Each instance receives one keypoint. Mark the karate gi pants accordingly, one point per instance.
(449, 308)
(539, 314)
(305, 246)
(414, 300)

Work instructions: All the data above must be copied again. Leave nothing out.

Solution to this task:
Each instance receives one keypoint. Mark the karate gi pants accordingly, one point per instance.
(449, 308)
(539, 314)
(305, 246)
(414, 300)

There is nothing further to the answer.